• GOAL
Count how many lines of the material below contain the string "instance", matching case exactly. Reply with the number alone.

━━━━━ DATA SUPPLIED ━━━━━

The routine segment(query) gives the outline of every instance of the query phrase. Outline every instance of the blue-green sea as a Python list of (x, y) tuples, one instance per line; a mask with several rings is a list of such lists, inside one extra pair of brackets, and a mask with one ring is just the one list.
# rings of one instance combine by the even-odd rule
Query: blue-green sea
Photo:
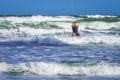
[(0, 16), (0, 80), (120, 80), (120, 17)]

━━━━━

• SOLUTION TO THIS TASK
2